Required work: What lines in the data hold the string "each"? Show them.

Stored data
######

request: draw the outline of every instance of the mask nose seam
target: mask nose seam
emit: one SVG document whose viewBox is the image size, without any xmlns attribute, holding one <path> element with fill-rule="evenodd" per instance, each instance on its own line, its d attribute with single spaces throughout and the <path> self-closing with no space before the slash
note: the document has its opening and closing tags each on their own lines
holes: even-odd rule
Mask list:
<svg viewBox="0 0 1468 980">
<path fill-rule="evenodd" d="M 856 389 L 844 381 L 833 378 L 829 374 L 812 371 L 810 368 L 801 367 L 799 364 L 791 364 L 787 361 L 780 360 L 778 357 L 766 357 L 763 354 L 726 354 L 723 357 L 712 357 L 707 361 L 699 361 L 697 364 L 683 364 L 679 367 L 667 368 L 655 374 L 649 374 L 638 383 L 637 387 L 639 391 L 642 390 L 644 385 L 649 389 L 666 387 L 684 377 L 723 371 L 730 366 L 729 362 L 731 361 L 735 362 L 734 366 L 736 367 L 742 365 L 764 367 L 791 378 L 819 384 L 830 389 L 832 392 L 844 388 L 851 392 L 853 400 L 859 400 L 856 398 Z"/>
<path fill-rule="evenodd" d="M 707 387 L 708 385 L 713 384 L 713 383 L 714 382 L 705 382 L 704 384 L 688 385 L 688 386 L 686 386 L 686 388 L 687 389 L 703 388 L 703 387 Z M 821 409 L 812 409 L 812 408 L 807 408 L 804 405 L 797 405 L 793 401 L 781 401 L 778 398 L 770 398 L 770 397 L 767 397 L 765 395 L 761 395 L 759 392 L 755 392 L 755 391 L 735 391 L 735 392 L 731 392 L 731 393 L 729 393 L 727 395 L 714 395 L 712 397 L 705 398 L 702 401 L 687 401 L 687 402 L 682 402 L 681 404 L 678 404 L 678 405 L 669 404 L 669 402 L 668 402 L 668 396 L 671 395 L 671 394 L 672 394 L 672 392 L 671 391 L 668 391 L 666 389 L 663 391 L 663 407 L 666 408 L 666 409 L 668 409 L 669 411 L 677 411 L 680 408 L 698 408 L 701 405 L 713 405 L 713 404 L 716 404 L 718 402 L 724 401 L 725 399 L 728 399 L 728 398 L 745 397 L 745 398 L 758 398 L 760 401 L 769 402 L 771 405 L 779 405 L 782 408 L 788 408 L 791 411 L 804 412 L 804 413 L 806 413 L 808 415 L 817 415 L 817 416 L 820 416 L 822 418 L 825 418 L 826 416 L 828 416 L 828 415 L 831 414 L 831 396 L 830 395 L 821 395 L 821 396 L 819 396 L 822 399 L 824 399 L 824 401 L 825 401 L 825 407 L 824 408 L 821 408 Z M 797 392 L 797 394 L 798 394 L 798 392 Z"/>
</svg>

######

Response:
emit: one SVG document whose viewBox is the image size, without any xmlns attribute, holding one <path> element with fill-rule="evenodd" per instance, each instance on its own line, its d attribute with single spaces throughout and the <path> self-closing with no space before the slash
note: the document has its opening and closing tags each on their own lines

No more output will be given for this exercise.